- WRITTEN TASK:
Gather every line of the records that contains the string "camera", matching case exactly.
◇ ◇ ◇
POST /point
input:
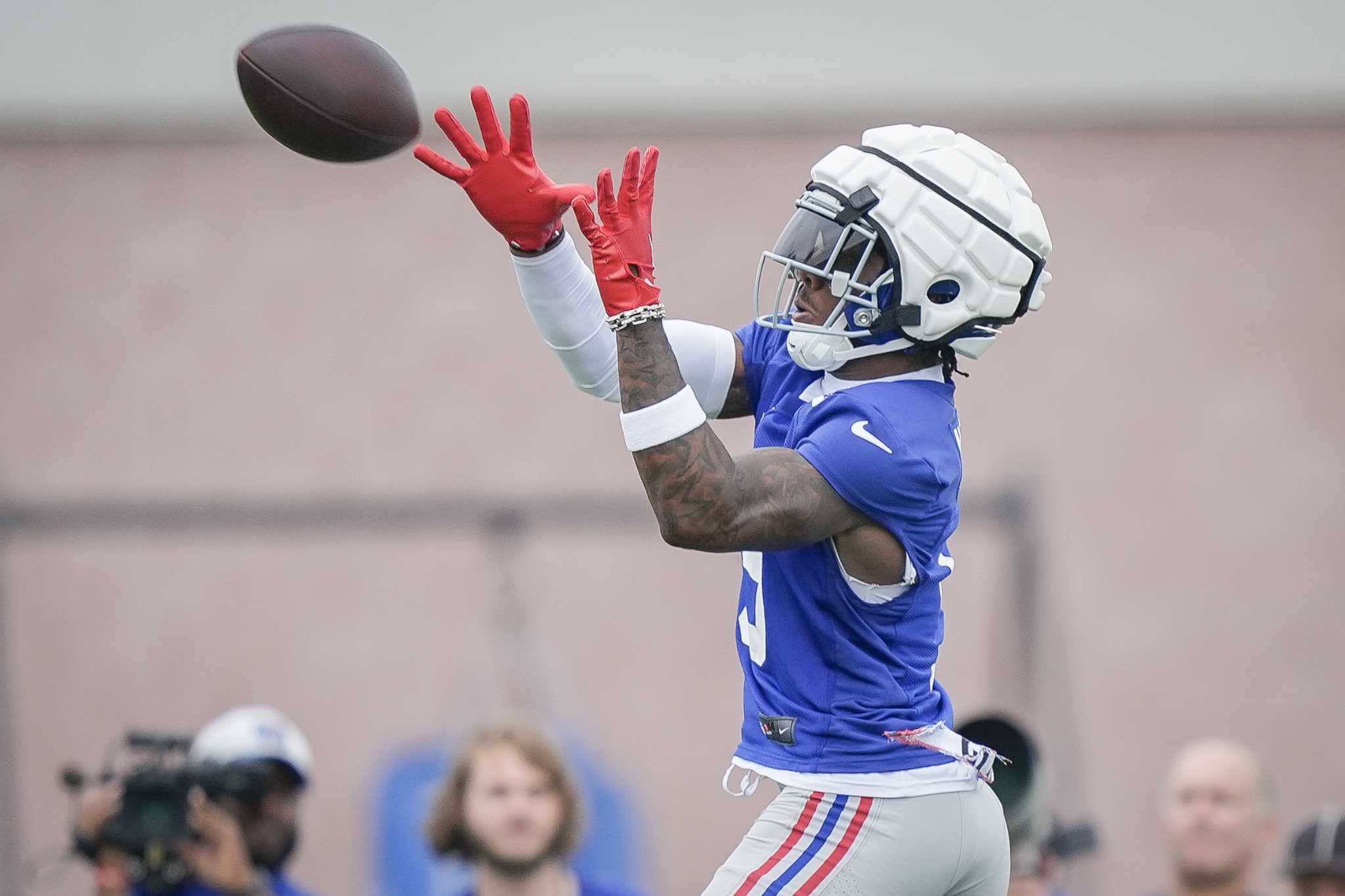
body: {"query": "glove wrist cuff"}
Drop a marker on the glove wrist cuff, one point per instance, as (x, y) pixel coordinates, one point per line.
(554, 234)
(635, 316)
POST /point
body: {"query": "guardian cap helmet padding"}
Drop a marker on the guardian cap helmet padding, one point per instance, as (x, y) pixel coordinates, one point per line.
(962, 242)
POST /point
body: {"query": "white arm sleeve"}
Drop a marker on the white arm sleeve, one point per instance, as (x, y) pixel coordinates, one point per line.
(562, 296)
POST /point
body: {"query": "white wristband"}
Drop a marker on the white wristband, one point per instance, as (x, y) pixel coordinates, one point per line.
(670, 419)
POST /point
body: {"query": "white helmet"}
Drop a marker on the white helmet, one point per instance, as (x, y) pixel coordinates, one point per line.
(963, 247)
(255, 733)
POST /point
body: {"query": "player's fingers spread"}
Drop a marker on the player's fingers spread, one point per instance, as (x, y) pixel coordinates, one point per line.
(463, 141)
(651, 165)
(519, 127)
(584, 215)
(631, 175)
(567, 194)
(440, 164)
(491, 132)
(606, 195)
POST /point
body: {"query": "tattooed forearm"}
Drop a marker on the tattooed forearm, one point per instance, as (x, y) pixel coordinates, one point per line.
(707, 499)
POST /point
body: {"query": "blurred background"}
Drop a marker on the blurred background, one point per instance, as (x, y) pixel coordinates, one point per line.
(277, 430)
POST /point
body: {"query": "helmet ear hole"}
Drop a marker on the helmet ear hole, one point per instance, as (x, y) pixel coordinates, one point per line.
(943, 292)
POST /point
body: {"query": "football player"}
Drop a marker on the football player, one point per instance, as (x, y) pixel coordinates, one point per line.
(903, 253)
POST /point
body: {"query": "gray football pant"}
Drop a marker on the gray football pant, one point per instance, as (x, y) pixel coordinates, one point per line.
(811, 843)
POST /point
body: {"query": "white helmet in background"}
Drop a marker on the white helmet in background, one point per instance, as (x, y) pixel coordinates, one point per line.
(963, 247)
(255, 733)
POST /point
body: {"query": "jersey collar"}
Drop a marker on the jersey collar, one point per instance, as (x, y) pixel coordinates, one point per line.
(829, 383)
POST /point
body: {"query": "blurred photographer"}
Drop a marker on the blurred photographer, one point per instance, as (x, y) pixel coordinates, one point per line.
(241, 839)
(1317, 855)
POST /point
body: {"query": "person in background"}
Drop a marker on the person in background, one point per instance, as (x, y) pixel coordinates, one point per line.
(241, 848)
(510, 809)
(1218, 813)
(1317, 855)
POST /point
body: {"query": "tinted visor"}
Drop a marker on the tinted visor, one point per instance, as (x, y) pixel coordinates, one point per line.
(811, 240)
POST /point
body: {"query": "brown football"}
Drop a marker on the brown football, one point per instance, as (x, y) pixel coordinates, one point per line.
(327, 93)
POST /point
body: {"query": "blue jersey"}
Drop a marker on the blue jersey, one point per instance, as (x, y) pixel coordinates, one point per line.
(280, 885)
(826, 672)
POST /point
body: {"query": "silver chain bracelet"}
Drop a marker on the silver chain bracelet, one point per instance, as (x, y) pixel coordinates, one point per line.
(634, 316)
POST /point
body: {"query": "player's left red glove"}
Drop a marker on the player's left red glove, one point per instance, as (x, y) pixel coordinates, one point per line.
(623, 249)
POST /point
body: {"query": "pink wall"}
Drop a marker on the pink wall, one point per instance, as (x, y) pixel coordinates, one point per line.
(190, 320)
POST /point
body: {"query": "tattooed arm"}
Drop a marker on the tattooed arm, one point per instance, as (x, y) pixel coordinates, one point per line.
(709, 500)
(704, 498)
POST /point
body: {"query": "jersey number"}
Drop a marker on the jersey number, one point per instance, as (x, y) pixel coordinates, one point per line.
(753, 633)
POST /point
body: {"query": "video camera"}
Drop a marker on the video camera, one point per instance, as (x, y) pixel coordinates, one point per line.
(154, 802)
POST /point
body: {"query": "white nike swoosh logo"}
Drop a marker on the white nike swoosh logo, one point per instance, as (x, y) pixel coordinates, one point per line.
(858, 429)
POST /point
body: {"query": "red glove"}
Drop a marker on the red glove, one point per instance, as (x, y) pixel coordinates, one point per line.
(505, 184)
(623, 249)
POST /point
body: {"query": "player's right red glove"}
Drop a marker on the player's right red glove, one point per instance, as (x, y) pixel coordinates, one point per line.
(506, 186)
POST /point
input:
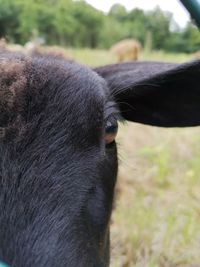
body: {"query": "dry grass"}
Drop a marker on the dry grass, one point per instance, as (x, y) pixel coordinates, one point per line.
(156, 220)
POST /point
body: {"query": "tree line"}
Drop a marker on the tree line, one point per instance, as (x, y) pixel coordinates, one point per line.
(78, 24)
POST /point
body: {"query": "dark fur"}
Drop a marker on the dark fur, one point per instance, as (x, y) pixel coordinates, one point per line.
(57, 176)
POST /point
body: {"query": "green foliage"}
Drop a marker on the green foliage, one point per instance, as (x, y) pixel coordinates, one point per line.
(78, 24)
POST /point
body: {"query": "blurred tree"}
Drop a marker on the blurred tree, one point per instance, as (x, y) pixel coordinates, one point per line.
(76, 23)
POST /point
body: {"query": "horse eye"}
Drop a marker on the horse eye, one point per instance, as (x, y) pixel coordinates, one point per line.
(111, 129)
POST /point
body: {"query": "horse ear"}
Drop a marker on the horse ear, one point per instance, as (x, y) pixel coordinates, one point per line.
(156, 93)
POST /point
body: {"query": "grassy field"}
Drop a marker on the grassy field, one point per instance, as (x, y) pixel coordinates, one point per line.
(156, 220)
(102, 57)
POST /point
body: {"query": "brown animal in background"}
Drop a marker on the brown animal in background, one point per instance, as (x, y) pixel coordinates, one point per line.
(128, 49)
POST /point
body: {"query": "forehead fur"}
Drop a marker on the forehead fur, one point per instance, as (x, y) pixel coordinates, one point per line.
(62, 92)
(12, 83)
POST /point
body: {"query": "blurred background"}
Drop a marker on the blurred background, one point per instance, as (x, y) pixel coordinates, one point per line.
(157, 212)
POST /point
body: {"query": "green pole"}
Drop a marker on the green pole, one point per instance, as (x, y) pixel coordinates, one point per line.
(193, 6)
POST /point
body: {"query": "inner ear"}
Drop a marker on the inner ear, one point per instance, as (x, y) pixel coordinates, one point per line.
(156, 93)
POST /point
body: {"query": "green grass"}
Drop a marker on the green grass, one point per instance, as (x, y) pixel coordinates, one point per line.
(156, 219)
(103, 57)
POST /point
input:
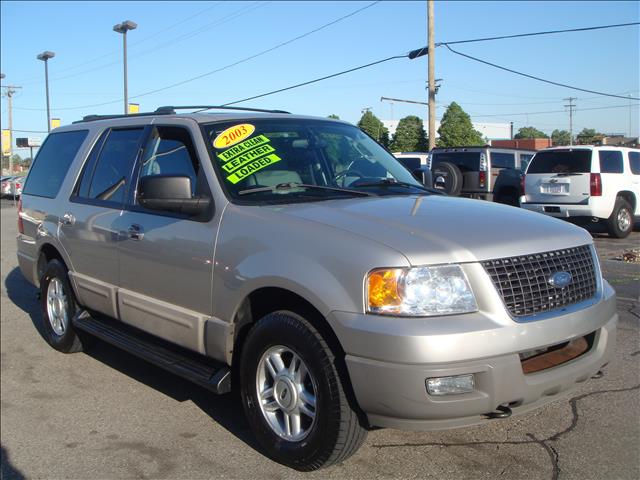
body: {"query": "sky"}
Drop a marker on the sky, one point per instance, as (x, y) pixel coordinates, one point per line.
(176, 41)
◇ ◇ ◇
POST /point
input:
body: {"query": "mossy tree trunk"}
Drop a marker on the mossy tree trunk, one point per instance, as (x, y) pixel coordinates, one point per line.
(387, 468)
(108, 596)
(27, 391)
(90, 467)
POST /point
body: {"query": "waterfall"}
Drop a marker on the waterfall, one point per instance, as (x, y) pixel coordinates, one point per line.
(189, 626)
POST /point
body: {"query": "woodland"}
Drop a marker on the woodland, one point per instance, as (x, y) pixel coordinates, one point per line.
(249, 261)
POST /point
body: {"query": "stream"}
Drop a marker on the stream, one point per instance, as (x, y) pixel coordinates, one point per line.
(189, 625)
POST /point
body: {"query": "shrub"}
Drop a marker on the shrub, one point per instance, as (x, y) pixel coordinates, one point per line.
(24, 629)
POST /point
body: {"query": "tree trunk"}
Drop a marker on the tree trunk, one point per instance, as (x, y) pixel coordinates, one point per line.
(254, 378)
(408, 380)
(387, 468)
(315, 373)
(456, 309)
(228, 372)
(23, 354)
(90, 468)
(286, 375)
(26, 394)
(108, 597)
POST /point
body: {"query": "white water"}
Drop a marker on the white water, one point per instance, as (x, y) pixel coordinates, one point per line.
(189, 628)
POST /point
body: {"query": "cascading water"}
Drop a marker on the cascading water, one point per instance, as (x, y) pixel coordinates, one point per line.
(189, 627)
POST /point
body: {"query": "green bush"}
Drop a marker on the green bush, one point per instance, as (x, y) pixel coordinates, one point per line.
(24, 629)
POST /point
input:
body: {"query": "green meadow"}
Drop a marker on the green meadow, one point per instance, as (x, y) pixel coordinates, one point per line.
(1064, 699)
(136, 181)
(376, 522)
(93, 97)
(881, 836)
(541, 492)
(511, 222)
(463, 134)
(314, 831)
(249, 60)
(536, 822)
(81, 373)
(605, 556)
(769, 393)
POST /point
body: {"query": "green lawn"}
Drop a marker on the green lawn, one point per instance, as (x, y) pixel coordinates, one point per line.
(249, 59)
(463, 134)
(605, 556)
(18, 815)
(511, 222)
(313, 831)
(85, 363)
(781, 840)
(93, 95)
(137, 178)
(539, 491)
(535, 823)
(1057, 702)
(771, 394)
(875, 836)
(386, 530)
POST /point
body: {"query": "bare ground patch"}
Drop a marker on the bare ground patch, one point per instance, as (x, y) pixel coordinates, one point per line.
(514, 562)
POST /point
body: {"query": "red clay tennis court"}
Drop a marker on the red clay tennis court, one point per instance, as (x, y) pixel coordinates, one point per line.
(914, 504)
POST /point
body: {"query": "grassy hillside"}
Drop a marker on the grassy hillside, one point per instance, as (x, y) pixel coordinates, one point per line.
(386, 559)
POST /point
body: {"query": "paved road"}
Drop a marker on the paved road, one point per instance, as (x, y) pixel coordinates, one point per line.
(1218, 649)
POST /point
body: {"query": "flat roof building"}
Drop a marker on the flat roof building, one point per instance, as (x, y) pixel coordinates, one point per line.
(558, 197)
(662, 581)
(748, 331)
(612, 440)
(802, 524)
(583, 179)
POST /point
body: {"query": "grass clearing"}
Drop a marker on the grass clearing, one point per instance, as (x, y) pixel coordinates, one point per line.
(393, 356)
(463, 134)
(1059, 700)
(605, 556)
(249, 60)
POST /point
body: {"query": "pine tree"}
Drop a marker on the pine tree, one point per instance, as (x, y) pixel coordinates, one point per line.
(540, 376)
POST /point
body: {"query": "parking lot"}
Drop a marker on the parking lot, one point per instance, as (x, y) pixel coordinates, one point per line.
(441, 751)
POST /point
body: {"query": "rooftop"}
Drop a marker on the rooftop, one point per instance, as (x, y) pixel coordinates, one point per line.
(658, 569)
◇ ◇ ◇
- FINAL ANSWER:
body: {"query": "video camera"}
Drop a marker on the video camera, one point per instance, as (x, y) pixel coordinates, one point per line.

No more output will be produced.